** SELECTED EXTRACT **
⟨
You wanna know somethin' really strange? We are talking about a strange (totally didn't see that coming) moment that happened today. It was instantaneously after completing my Batch.com survey. I saw the profile of a girl that I used to pass notes to in 8th grade. The kind of notes that have circles at the bottom. Yeah, that might not be odd to you, but it is for me. She also passed me a note that said we were getting too serious. Chicks just love to break my heart. What do you do if you see a coworker? Or a best friend? Or your mom or something? Sick! I will discontinue searching for cougars of the 54 year old variety forthwith. There are actually lots of people doing this sort of thing online. It has become sort of mainstream.

I think its funny that you don't need a profile to go to a bar and look at women in person. It would actually be really cool if you could read someone's likes and dislikes from about 5 feet away. I would love to know their exact age and birthday. Maybe they could hand you a print out like the type you get when you are shopping for a new home or apartment. I would like to know a girls relationship status before I bought them a drink or pissed off their boyfriend.

That would make a ton of sense, but my point is actually this: I could spend a whole hour eye sexing the blond in the corner. I can watch her smile and laugh and talk with her friends. I can look at her tank top and short blue skirt without her knowledge, but LuLulaughsalot1234 knows the exact moment I view her (hopefully not a dude) web profile.

It got a little creepy there and I am truely sorry to take you there, but that is what I was getting at. It seems like "real life" should take some lessons from cyberspace and start implementing this bar registration program immediately. What are we waiting for? Just do it already.
⟩
** Records from a data collection **
⟨
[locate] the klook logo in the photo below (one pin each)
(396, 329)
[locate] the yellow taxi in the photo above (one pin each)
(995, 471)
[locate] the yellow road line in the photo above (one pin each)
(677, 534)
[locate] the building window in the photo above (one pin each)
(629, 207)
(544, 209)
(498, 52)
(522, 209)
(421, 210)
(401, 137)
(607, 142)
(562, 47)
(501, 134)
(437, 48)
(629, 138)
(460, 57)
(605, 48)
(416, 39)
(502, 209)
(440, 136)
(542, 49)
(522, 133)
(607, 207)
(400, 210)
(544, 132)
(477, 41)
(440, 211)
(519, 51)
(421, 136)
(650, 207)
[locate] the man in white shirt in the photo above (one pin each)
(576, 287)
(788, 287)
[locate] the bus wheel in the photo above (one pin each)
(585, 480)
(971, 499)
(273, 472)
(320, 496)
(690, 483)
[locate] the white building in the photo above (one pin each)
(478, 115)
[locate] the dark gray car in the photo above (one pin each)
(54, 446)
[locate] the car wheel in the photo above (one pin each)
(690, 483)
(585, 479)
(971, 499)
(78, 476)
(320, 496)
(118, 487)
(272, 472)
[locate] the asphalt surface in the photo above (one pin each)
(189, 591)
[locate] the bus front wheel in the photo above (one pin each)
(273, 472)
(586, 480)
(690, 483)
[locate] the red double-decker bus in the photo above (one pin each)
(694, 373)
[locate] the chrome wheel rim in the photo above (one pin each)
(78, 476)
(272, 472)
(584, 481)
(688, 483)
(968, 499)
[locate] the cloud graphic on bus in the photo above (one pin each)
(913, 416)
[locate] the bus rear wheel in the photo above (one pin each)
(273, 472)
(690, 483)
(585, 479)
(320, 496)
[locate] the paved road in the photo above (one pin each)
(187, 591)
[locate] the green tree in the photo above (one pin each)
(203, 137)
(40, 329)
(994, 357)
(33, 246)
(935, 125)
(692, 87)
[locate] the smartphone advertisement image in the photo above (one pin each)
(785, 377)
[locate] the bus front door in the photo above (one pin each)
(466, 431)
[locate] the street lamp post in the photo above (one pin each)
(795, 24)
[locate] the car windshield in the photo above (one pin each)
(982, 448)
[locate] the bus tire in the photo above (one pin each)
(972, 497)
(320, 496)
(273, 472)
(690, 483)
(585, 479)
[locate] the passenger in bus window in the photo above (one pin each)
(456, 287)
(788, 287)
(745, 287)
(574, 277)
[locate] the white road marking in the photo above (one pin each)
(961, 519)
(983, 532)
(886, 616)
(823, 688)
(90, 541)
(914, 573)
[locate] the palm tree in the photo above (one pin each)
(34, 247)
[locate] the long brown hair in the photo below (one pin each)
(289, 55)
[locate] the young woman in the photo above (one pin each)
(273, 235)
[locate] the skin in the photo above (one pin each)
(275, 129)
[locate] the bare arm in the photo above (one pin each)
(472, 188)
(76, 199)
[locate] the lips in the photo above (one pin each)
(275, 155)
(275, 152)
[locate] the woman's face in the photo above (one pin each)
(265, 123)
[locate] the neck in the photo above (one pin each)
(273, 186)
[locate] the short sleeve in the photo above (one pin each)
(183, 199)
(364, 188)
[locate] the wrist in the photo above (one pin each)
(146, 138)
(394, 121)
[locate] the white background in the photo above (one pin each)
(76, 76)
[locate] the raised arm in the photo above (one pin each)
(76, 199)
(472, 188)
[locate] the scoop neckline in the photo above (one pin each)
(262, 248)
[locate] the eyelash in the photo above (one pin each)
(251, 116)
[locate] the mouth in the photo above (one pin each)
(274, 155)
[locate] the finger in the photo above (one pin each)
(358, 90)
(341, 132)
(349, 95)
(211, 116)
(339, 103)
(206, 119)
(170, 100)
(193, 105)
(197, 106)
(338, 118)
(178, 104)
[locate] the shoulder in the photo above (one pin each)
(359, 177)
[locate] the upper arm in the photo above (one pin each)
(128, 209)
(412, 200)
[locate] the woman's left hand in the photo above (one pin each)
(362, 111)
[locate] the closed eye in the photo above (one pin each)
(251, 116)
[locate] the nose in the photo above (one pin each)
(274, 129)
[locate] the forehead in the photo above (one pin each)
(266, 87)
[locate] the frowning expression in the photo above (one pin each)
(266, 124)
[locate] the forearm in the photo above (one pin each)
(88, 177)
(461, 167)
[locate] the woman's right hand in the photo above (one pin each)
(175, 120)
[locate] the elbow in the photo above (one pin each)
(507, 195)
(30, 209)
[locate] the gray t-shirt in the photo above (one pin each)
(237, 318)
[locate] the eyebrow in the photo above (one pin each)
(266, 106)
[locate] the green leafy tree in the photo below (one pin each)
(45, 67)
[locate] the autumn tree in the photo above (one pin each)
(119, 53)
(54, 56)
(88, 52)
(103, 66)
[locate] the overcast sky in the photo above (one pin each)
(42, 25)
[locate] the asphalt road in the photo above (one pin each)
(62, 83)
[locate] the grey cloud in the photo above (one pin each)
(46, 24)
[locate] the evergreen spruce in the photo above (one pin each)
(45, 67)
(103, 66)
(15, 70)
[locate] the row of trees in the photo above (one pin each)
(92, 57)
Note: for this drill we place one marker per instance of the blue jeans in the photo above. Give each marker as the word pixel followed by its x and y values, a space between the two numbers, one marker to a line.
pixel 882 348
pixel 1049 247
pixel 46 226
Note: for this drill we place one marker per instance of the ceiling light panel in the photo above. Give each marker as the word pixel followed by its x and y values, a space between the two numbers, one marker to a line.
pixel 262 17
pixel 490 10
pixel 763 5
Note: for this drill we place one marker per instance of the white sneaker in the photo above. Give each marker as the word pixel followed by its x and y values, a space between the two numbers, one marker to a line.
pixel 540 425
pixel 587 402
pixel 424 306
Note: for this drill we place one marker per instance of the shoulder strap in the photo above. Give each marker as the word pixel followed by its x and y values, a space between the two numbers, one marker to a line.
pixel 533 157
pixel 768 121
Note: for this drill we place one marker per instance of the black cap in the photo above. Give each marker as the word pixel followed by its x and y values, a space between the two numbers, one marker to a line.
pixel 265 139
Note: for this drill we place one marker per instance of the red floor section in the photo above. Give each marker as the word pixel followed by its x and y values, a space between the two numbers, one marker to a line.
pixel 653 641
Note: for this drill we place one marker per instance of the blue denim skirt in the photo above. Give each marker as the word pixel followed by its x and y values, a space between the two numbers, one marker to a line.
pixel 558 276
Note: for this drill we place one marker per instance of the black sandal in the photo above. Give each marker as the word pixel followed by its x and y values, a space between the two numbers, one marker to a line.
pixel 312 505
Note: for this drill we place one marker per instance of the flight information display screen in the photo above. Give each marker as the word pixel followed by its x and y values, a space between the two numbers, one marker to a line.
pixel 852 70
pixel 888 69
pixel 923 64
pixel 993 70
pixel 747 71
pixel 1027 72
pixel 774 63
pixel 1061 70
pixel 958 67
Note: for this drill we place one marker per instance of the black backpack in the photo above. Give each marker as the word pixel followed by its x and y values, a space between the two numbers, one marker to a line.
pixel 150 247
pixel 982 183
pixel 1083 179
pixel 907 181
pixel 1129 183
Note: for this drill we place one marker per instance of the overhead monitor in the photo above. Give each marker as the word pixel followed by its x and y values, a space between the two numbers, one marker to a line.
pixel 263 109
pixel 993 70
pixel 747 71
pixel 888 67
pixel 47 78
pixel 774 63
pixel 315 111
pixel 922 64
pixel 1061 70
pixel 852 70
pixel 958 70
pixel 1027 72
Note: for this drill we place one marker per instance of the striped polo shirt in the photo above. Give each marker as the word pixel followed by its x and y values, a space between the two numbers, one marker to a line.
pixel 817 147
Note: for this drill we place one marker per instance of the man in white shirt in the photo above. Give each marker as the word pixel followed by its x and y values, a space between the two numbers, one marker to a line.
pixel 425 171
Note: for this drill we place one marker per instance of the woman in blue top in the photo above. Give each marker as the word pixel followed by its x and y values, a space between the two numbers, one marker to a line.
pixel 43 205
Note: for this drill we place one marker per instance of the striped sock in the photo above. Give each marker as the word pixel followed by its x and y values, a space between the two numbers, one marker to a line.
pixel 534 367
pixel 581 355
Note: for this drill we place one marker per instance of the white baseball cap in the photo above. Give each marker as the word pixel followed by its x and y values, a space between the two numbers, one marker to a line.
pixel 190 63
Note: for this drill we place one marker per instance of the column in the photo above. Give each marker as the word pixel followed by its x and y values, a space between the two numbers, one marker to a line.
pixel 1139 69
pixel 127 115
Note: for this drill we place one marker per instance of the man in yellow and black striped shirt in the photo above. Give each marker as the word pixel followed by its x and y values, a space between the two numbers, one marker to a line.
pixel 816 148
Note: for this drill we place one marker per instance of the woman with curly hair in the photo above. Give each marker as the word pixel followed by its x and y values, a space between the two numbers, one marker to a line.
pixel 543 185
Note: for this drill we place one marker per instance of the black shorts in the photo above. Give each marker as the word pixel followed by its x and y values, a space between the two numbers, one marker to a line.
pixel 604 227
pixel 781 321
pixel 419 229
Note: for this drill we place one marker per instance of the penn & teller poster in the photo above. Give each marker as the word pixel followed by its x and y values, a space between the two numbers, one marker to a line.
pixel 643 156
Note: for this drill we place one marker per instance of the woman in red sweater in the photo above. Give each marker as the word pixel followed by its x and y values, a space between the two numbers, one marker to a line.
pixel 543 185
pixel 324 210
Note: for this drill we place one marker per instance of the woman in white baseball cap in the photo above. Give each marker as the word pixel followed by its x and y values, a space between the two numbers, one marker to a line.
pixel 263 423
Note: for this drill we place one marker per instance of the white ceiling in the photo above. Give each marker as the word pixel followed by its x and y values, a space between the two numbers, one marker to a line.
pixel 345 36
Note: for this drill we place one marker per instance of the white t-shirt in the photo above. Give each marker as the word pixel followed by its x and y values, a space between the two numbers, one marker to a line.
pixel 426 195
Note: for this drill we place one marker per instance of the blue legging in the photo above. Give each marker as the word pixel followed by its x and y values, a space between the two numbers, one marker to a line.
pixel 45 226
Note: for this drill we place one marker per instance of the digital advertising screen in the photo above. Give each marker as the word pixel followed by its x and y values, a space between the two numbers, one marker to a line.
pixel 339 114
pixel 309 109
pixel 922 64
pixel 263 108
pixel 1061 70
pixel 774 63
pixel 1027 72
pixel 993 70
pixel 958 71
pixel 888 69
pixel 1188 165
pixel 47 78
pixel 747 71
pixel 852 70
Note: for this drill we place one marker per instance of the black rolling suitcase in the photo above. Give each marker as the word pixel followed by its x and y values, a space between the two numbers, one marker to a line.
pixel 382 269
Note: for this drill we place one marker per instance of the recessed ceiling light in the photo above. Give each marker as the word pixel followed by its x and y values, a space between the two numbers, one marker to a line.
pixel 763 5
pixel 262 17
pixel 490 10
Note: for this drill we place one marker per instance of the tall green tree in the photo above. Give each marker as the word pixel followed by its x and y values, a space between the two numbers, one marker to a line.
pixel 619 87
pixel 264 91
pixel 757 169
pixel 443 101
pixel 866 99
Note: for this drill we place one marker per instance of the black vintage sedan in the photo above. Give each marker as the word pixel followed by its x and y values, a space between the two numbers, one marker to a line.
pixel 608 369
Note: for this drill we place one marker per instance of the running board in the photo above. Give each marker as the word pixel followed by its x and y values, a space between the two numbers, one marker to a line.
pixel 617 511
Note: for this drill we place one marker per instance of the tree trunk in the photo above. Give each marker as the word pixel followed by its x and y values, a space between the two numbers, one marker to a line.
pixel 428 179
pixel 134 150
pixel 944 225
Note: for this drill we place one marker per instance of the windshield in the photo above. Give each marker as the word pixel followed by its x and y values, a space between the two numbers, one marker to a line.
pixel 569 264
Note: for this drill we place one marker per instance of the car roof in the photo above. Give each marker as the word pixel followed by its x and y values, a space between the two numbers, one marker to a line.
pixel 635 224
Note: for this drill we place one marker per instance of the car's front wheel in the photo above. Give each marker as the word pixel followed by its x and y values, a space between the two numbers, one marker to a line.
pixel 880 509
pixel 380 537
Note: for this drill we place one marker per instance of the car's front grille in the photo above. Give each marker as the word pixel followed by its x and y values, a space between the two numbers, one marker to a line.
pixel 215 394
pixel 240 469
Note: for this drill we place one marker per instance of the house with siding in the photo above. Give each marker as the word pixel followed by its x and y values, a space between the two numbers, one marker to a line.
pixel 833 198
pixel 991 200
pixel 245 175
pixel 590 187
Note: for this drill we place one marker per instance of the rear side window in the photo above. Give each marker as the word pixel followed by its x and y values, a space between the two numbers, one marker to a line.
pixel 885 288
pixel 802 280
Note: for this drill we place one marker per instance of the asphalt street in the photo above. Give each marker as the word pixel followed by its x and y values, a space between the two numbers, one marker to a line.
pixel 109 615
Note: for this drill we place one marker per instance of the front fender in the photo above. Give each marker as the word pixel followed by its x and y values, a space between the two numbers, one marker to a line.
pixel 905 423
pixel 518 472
⟩
** REQUIRED WORK **
a) List the pieces of information about a woman in a bar that the writer of the online dating post says would be good to know.
b) Carry on the online dating post, starting right after its last sentence.

** FINAL RESULTS **
a) Her likes and dislikes, her exact age, her birthday, and her relationship status.

b)
And I am shallow. I thought I had shallow tendencies, but I don't. It's the real deal. I really hope we're all shallow so that I don't feel like such a piece of crap for being shallow. I never thought about it before, but looks are important. "I'm not physically attracted" to a person is just another way of saying that they aren't attractive. "There is no chemistry" means they might even be ugly. Where is the sort button to avoid the uglies?

The problem is amplified by the fact that this website forces you to look at them all right in the face. There is no hiding from them. There are pages and pages of these people. 25 results per page. They're like locusts.

A search of non-smoking women ages 26 to 30 in a 10 mile radius of my location yielded almost 300 results. I am a busy guy. I don't have the kind of time needed to look for the inner beauty in all of you. That's how I know we are all shallow. We have to make some cuts people. They can't all be winners or they wouldn't all be on the site. I don't even talk to ugly people in the bar. I definitely don't look at them and I'd prefer it if they didn't touch me. (I laugh every time I read that)

Question: How many pounds are a few extra? I purposely selected "slender" in my search criteria for a a reason ladies. Did you think I would forget and click you because I didn't know I was into fat chicks? I am only kidding, but I am not checking the "curvy" button anymore. That's like playing Russian Roulette.

What is "about average"? Especially when I don't have "AVERAGE" to choose from. That vexes me. I am terribly vexed.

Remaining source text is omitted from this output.